Recipies for Thanksgiving

by John Charlton

(Eve of Thanksgiving, 2009) — There is nothing fonder tha memories of family get-togethers long past; and a wonderful way to revive these memories are the recipes our Mothers cooked for us as children.  Being that it is the eve of Thanksgiving, I share with all the readers of The Post & Email some of my mother’s own recipes. If you would like to share some recipies, post them in the comments below.

Thanksgiving Turkey

For the every hungry, you can download this image as a wallpaper for your computer, by clicking the image
For the ever hungry, you can download this image as a wallpaper for your computer, by clicking the image

Of course Thanksgiving has to have a turkey — it just does not seem to be Thanksgiving without one.  And to enjoy a Turkey cooked right, you need to purchase one which is at least 12-13 lbs.  If that is too much for your family, then invite over some relatives or friends, for the more the merrier.

The safe way to de-thaw a frozen turkey is to put it in your refrigerator several days before.  Otherwise take it out the afternoon before Thanksgiving Day, and put a plate or pan under it to catch the condensing water. Leave it in the wrapper, until the morning of Thanksgiving, and put it in the refrigerator the night before, just so that it stays fresh.

As for fresh turkeys, if you buy one slaughtered-to-order, make sure you get a hen, and count on cooking it longer.

If your fresh turkey is from the market, you do not need to do that. I recommend a Butterball, the brand my mother always bought; and don’t buy a turkey on sale, since often you get a very inferior bird.  For a holiday splurge a little.

RECIPE FOR TURKEY STUFFING

You must make the stuffing’s ingredients before the bird needs to go in the oven.  Most large birds will take 3-5 hours, so prepare accordingly.  Making the stuffing takes less than 1 hour.  Plan to stuff the bird, because stuffing that cooks inside the turkey is always the tastiest.

Ingredients

Turkey’s innards (liver, gizzard, & heart)

1 bag of Bread Croutons (2 if your bird is very large, in which case double this recipe)

1/2 cup of minced celery leaves or minced stalks.

1/2 cup of minced onions

1 1/2 sticks of real butter

2-4 cups Chicken or Turkey Stock

Thyme & Sage (powdered or fresh) — 1/2 table-spoon powdered or minced

salt & pepper to taste

3-4 large metal or wooden skewers

12-18 inches of cotton cord (butcher’s string)

1 sheet of aluminum foil

1 roasting pan with rack

Preparation of Stuffing ingredients

Mince the innards coarsely, and fry them in a 1/3 stick of butter in a frying pan on a gentle flame or medium setting.  When cooked (after 5 minutes) remove from pan and place in a bowl.  In the same pan with another 1/3 of a stick of butter saute the minced celery leaves and onions.  Try to use some of the leaves, since they are the tastiest part of the celery.  Saute both for about 3 minutes, as you don’t want to actually cook them.

=== THE TASKS ===
1: Quote the Thanksgiving recipe page from "You must make" up to and including "gizzard, & heart)".
2: Pull out every line of the listing that contains the string "hinge", treating uppercase and lowercase as distinct.
The Thanksgiving recipe page has no connection to the listing.

=== RECORDS SHOWN ===
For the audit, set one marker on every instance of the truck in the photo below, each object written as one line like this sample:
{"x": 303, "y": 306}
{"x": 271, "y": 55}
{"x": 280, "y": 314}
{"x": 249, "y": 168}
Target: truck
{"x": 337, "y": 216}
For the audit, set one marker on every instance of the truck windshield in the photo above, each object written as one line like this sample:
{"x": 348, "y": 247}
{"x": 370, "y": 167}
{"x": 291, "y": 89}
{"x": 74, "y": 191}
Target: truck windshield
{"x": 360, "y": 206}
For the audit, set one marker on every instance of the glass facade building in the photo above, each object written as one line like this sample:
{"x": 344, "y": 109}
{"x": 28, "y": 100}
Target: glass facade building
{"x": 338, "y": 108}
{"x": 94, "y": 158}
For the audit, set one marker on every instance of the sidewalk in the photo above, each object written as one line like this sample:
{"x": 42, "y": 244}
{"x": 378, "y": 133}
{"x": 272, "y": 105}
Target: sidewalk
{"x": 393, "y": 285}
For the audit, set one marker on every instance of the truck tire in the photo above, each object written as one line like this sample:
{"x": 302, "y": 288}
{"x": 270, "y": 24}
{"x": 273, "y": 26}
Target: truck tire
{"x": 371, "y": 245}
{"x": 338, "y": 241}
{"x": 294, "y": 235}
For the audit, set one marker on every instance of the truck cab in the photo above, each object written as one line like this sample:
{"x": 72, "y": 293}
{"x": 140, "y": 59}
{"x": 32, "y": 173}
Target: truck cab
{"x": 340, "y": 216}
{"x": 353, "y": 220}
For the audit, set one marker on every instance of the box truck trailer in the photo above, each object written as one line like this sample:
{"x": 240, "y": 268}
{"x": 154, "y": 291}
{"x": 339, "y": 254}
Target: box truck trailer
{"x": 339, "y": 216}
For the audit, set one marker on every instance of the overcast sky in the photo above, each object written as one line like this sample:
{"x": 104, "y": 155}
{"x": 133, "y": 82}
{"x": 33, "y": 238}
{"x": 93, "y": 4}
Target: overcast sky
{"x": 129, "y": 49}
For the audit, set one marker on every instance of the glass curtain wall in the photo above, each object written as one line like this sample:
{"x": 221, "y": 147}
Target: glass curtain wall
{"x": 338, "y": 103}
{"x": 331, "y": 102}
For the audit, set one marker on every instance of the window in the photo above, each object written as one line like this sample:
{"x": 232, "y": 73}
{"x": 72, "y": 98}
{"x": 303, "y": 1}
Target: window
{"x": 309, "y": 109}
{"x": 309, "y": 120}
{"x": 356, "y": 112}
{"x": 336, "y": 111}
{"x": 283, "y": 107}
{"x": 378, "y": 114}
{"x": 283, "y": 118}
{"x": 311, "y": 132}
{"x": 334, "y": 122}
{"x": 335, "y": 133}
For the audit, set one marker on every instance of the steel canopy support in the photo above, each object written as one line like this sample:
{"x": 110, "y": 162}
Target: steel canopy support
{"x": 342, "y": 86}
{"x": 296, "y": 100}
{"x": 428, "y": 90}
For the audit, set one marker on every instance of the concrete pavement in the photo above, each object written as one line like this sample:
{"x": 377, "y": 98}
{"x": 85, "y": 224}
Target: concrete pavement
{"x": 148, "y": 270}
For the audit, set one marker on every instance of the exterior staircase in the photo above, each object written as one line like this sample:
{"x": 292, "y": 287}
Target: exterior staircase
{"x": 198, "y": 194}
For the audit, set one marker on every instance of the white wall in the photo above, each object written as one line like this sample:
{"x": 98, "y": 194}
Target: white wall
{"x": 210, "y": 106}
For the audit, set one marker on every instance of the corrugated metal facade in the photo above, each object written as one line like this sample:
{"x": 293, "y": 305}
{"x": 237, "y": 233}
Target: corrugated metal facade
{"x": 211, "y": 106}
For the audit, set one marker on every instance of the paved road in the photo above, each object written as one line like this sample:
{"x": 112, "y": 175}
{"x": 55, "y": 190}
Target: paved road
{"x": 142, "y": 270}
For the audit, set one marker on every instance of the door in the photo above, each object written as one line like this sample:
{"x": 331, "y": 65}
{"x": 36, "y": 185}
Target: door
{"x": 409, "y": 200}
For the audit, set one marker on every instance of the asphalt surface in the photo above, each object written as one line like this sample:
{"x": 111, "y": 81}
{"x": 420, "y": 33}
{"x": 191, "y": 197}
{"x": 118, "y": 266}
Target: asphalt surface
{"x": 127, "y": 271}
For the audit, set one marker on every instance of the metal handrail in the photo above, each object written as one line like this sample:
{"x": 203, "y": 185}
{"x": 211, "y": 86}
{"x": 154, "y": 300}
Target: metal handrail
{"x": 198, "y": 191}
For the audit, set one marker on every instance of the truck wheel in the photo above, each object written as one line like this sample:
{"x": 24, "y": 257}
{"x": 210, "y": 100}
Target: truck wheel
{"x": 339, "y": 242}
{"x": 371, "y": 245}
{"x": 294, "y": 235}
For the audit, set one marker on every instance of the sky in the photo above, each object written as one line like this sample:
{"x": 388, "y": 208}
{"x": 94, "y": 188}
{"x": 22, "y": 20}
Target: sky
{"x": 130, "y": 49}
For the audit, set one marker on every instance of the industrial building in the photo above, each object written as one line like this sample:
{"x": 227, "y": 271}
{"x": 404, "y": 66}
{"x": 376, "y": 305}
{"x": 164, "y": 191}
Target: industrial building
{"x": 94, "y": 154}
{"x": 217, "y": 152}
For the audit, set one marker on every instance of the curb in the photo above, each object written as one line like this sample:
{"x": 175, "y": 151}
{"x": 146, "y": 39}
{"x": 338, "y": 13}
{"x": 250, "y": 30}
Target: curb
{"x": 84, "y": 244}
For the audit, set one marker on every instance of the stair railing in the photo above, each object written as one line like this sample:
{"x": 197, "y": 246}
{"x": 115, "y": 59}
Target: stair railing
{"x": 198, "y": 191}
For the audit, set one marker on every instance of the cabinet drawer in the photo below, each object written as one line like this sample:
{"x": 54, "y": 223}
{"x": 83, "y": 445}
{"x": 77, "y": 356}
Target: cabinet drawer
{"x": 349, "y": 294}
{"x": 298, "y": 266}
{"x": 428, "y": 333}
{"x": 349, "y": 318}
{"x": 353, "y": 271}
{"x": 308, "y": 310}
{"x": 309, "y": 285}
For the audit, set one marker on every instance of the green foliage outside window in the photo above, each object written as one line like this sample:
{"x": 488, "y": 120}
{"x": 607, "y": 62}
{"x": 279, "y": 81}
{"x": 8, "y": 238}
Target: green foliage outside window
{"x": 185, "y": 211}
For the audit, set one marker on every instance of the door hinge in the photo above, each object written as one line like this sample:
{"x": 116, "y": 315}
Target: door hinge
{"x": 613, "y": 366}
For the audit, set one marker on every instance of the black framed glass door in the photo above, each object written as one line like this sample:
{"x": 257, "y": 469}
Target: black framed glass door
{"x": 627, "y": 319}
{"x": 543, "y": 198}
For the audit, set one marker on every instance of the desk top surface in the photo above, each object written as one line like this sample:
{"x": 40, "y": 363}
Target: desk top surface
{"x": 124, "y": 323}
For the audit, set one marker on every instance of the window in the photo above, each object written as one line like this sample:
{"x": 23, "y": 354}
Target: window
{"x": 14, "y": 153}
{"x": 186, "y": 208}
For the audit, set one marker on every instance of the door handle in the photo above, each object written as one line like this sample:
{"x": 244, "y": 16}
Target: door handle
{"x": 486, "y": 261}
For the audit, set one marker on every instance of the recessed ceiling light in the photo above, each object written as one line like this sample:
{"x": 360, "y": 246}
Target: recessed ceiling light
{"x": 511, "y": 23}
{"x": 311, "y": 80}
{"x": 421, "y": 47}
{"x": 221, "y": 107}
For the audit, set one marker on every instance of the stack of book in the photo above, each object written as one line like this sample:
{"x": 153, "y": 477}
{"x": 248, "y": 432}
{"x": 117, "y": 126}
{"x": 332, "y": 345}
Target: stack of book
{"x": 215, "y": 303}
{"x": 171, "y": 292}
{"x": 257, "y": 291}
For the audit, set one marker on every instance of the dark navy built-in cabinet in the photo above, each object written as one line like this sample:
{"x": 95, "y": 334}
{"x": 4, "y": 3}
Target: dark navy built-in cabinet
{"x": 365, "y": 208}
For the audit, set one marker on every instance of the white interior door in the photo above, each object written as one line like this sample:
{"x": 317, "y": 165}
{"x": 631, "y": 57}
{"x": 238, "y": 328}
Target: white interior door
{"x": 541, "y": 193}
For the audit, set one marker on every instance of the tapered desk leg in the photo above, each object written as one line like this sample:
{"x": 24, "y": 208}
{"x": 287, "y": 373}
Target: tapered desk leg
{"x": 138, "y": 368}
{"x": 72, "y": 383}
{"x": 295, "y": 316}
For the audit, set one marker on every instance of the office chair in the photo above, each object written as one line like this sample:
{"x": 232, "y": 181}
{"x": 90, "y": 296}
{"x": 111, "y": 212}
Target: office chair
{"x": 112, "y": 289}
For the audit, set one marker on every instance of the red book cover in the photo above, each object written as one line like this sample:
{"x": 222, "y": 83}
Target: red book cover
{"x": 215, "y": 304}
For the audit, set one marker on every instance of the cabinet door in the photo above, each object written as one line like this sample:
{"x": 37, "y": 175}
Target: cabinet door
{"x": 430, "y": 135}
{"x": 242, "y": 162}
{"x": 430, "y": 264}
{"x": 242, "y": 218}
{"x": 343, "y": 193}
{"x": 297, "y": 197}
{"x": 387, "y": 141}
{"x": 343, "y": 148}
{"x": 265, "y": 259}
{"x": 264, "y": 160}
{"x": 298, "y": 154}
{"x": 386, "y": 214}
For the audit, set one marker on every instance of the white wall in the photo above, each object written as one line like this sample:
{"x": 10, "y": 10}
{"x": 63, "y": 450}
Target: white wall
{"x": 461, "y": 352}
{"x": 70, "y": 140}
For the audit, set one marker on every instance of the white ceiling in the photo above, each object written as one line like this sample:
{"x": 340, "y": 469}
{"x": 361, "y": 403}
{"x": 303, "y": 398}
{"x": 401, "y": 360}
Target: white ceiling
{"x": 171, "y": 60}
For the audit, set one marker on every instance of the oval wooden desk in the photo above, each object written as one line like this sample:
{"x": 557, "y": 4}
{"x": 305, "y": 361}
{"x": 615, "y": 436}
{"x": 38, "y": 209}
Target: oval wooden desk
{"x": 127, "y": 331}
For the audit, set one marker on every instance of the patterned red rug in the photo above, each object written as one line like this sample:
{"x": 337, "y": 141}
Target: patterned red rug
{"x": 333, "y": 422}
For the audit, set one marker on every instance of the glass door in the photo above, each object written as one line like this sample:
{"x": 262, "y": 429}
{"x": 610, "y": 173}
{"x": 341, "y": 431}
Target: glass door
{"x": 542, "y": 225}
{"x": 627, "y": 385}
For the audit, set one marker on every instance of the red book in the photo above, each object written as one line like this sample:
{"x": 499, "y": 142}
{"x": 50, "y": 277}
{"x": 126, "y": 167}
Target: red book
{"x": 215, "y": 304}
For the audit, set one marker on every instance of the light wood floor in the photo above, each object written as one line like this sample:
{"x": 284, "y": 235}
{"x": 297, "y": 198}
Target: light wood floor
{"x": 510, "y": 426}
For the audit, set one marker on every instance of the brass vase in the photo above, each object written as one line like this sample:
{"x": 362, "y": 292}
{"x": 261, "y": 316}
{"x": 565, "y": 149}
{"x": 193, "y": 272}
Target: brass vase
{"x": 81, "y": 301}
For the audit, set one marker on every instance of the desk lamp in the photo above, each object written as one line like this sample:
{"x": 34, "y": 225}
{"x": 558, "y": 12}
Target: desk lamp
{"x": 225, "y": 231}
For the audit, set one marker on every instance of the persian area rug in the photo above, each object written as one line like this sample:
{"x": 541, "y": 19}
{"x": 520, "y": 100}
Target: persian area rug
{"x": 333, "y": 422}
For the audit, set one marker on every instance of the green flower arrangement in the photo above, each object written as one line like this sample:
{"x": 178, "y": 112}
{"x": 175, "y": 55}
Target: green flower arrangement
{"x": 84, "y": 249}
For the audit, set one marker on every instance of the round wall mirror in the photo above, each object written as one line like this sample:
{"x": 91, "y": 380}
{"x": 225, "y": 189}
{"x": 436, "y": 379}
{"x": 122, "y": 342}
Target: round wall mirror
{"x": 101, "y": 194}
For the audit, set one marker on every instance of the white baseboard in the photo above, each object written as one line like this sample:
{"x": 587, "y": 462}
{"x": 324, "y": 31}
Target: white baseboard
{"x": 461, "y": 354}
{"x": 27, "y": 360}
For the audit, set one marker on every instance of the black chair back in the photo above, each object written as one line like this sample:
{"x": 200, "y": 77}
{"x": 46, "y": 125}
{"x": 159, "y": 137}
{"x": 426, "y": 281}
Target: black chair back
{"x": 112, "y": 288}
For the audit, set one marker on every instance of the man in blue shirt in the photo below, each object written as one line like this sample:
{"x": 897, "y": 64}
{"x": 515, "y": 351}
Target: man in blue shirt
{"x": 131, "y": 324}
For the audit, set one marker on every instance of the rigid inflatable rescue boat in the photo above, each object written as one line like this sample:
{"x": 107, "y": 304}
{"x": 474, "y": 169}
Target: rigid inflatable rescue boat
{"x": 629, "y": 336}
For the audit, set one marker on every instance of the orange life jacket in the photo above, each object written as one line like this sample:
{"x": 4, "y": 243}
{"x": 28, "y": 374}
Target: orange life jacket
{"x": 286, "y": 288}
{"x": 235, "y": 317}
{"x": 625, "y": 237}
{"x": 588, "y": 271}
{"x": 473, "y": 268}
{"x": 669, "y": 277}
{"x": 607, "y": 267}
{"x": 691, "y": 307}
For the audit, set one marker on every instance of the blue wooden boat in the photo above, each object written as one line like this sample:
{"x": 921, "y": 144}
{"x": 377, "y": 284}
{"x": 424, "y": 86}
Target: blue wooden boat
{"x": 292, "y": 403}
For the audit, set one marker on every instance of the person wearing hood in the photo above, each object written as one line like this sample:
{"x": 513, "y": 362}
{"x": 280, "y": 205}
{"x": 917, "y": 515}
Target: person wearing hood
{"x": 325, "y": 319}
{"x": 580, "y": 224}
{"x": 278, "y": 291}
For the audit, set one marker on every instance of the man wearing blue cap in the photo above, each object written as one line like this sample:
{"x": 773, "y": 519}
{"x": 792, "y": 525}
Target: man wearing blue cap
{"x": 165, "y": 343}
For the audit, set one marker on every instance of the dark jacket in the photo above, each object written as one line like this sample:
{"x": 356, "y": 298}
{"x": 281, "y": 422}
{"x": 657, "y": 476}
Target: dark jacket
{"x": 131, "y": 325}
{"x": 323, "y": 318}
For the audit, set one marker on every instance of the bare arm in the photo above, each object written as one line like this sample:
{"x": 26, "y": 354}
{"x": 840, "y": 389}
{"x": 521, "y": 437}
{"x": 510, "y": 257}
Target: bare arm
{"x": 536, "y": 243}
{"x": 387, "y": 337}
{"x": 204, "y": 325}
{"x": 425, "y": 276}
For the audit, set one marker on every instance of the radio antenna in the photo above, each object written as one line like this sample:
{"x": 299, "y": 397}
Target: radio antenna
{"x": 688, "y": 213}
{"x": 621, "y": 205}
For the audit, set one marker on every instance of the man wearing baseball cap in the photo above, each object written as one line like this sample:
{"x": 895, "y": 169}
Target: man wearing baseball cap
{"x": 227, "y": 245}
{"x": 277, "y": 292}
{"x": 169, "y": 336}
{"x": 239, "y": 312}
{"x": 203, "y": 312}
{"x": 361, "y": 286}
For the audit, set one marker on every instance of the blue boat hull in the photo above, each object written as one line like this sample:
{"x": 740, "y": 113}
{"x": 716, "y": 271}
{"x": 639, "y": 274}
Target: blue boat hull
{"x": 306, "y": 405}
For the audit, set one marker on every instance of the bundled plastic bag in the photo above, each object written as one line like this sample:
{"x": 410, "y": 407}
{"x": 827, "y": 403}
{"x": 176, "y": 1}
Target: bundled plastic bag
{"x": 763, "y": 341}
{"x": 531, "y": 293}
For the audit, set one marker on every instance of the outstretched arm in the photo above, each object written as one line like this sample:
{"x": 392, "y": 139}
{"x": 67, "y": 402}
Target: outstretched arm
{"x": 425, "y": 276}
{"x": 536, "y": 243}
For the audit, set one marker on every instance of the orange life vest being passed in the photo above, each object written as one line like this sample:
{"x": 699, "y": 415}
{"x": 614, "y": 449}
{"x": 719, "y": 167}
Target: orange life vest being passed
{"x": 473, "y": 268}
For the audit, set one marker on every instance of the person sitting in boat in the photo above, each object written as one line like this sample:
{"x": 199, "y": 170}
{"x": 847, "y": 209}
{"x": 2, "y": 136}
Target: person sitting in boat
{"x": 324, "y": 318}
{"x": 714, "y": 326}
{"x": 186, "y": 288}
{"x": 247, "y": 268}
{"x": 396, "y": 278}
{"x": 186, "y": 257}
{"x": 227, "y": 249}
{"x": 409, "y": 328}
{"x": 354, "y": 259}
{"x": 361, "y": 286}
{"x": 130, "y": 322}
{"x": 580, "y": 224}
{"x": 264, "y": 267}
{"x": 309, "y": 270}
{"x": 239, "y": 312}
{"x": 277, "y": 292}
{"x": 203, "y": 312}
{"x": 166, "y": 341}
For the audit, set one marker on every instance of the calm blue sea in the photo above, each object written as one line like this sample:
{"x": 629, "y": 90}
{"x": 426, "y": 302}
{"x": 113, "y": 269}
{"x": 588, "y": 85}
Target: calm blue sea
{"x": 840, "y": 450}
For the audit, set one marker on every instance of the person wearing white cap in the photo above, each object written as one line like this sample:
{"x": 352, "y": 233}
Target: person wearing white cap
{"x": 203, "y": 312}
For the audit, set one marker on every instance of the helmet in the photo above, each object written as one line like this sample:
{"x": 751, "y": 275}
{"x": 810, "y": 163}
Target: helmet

=== THE RESULTS ===
1:
You must make the stuffing’s ingredients before the bird needs to go in the oven.  Most large birds will take 3-5 hours, so prepare accordingly.  Making the stuffing takes less than 1 hour.  Plan to stuff the bird, because stuffing that cooks inside the turkey is always the tastiest.

Ingredients

Turkey’s innards (liver, gizzard, & heart)

2:
For the audit, set one marker on every instance of the door hinge in the photo above, each object written as one line like this sample:
Target: door hinge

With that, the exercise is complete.